[[ Excerpted text open ]]

The double duct sign refers to the concomitant dilatation of the common bile duct and pancreatic duct seen on MRCP (although the same can be visualized on CT, US, and ERCP). Visualization of the double duct sign typically suggests the presence of a malignancy - either and ampullary or pancreatic head carcinoma. Other malignancies with this appearance include cholangiocarcinoma of the distal common bile duct, lymphoma, metastases, and in rare cases, Kaposi's sarcoma. Primary retroperitoneal fibrosis has also been reported to cause simultaneous dilatation of both bile ducts.
However, some studies have shown that the double duct sign is not as specific a predictor of pancreatic malignancy as initially thought to be since benign entities can present similarly. The most common benign causes are chronic pancreatitis and ampullary stenosis. Plumley et al., have suggested that the specific bile duct morphology on ERCP is a better predictor of benign versus malignant causes of ductal dilatation: abrupt stenosis of a bile duct with irregular margins is more likely to indicate malignancy while gradual ductal stenosis, especially when associated with smooth margins, is more indicative of benign lesions. Other predictors of benign disease include glandular calcifications and ectasia of the branching bile ducts (seen in chronic pancreatitis).
Ahualli J. The Double Duct Sign. Radiology 2007;244:314-5.
Edge MD, Hoteit M, Patel AP. Clinical significance of main pancreatic duct dilation on computed tomography: single and double duct dilation. World J Gastroenterol 2007;31(11):1701-5.
Plumley TF, Rohrmann CA, Freeny PC, et al. Double duct sign: reassessed significance in ERCP. Am J Roentgenol 1982;138:31-5.

[[ Excerpted text closed ]]
[[ Data records open ]]

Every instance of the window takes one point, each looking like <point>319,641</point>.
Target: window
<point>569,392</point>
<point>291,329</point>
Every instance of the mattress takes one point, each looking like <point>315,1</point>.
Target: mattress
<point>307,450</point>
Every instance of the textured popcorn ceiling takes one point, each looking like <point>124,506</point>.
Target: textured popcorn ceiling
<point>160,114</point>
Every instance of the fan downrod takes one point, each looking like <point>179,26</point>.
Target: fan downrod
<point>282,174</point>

[[ Data records closed ]]
[[ Data records open ]]

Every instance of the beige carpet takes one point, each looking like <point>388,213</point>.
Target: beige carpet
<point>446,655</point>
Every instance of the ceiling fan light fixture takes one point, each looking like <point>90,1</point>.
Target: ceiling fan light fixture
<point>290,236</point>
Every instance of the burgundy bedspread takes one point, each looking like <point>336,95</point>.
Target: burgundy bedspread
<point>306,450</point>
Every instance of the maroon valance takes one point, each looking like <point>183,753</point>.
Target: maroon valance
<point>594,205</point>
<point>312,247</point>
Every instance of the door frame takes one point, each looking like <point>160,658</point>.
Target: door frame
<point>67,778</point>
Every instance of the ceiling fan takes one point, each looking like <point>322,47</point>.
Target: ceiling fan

[[ Data records closed ]]

*To do*
For each statement, say whether it agrees with the double duct sign text, answering yes or no and quoting the words of the text that decide it: (a) Chronic pancreatitis and ampullary stenosis are the most common benign causes. (b) Gradual ductal stenosis with smooth margins points more toward malignancy. (c) The double duct sign can be seen only on MRCP. These rows have nothing to do with the text.

*Written response*
(a) Yes: "The most common benign causes are chronic pancreatitis and ampullary stenosis."
(b) No: "gradual ductal stenosis, especially when associated with smooth margins, is more indicative of benign lesions"
(c) No: "although the same can be visualized on CT, US, and ERCP"